Nel crescendo straziante del finale, dopo averci morriconizzato a dovere, Tornatore si giocava il parcheggio pubblico come sineddoche della morte del cinema. Ci commosse lasciandoci intravedere una marea di Fiat Uno e Regata lì dove un tempo si andava in estasi per le cosce di Silvana Mangano a mollo nella risaia. Oggi non se la caverebbe così.
Oggi dovrebbe metterci l'indignazione, il conflitto. Tanto per cominciare, il parcheggio sarebbe privato; ancora meglio sale bingo, appartamenti di lusso, centri commerciali, multiplex assetati di denaro, per non parlare dei famigerati supermercati. Nel finale di Nuovo cinema Paradiso II, Leo Gullotta e Cannavale con la kefiah guidano l'occupazione, Pupella Maggio distribuisce i cannoli con la ricotta biologica agli occupanti e Totò, regista ricco e famoso, restituisce l'Oscar, si fa crescere la barba, torna a Giancaldo e va a presentare la rassegna su Pasolini, ingresso a sottoscrizione.

Quando uscì al cinema, prima della sfilza di premi presi un po' ovunque, Nuovo cinema Paradiso faticò a trovare i suoi spettatori. In realtà, arrivava con un tempismo perfetto. Nel 1989 eravamo alla fine del decennio che aveva decimato le sale italiane. Ormai chiudevano anche quelle che negli anni Settanta si erano riprese coi film a luci rosse. Maledette videocassette. Le stesse che nel frattempo finivano in allegato con L'Unità come capolavori del cinema distribuiti a prezzi modici, risollevando (per un po') le casse del giornale.
Nel 1994, l'artefice del compromesso storico tra grande cinema e videocassette infila il film di Tornatore nel suo Dizionario sentimentale dei film (aka Certi piccoli amori). «Nuovo cinema Paradiso – scrive Veltroni – strazia gli animi di chi sente il peso affascinante della vita che gli è corsa dietro, di chi vorrebbe voltarsi, ritrovare, anche solo un momento, le cose, le persone, i colori, gli odori. E, per farlo, usa il cinema. Come mezzo, ma anche come luogo dei sogni, ed esaltando la sua fisicità; una pellicola che brucia, una sala che si distrugge». Le sale sparivano, e coi dinosauri di Jurassic Park iniziava a sparire pure la pellicola. Bisognava fare qualcosa. Usare il cinema per una «corsa all'indietro» rendeva bene l'idea di quello che ci aspettava.

● ● ● ● ● ● ●

§ **Da fare**
Ricopia la parte del brano su Nuovo cinema Paradiso che comincia con "Quando uscì al" e finisce con "casse del giornale.".

[Record da una raccolta]
● ● ● ● ● ● ●

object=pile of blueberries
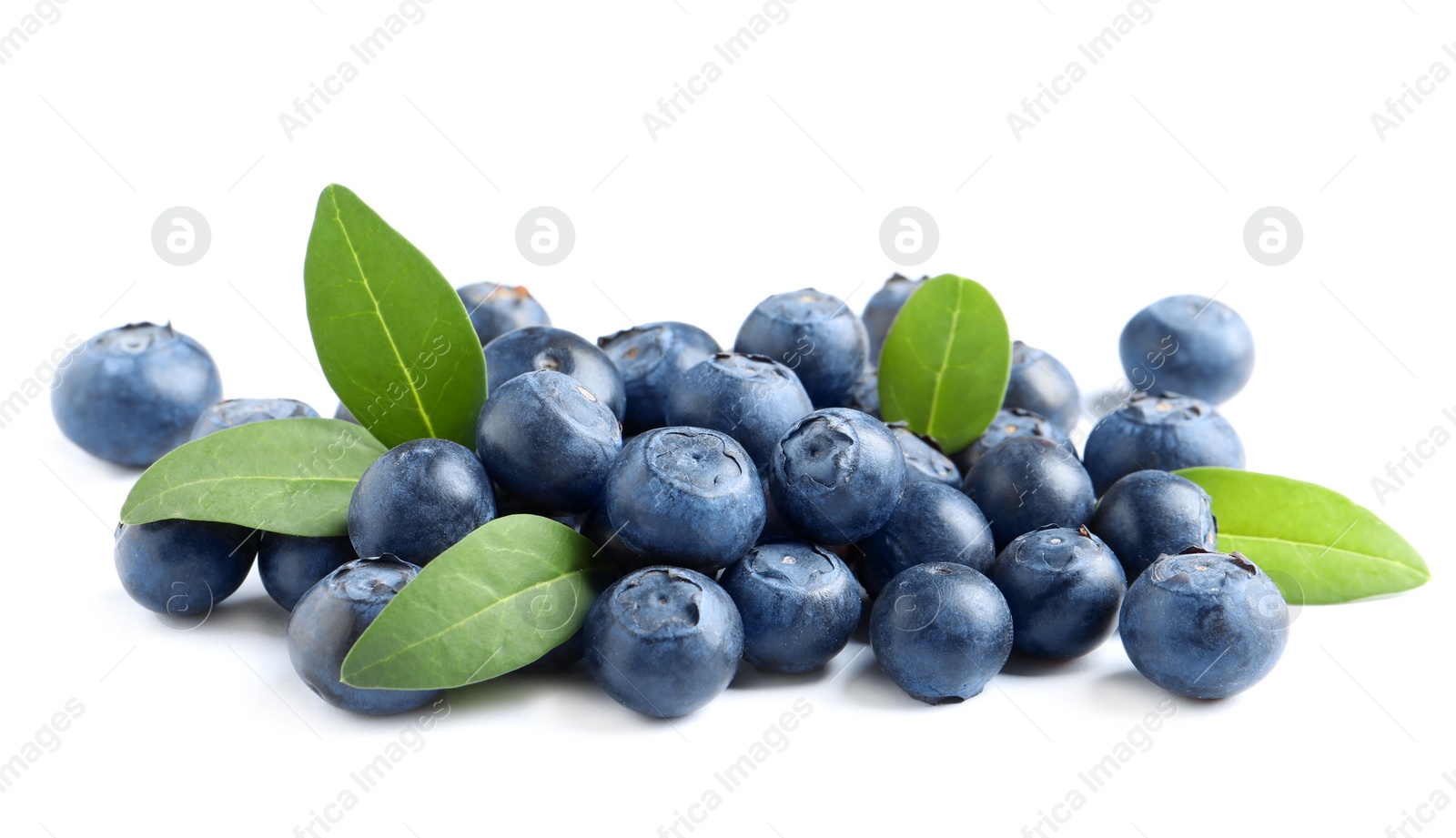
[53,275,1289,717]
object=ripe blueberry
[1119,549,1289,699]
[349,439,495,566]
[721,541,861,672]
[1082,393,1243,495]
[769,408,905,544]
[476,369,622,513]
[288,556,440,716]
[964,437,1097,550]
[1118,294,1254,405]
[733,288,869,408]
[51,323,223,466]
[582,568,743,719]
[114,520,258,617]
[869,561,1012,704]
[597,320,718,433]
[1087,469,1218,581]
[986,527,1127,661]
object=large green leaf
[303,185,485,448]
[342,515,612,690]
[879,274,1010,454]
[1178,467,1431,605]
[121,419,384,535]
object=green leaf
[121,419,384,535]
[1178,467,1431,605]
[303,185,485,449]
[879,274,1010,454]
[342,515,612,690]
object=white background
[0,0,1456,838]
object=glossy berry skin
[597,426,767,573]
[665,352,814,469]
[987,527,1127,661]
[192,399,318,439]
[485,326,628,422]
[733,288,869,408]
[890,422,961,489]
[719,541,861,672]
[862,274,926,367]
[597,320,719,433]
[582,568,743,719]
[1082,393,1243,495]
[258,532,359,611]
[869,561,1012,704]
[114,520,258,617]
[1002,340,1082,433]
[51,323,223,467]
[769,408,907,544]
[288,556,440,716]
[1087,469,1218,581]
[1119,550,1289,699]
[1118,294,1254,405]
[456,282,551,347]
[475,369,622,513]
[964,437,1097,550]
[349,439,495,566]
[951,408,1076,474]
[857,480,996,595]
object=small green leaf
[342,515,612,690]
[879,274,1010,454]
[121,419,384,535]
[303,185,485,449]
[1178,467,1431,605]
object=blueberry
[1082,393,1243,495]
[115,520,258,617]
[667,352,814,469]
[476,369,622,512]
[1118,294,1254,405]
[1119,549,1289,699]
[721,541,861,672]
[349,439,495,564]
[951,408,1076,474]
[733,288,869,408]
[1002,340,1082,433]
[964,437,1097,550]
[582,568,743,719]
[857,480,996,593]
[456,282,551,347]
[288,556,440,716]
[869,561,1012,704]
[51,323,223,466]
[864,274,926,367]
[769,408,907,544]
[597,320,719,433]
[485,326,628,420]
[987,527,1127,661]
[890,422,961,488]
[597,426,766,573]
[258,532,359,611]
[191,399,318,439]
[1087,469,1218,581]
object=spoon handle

● ● ● ● ● ● ●

§ **Risposta finale**
Quando uscì al cinema, prima della sfilza di premi presi un po' ovunque, Nuovo cinema Paradiso faticò a trovare i suoi spettatori. In realtà, arrivava con un tempismo perfetto. Nel 1989 eravamo alla fine del decennio che aveva decimato le sale italiane. Ormai chiudevano anche quelle che negli anni Settanta si erano riprese coi film a luci rosse. Maledette videocassette. Le stesse che nel frattempo finivano in allegato con L'Unità come capolavori del cinema distribuiti a prezzi modici, risollevando (per un po') le casse del giornale.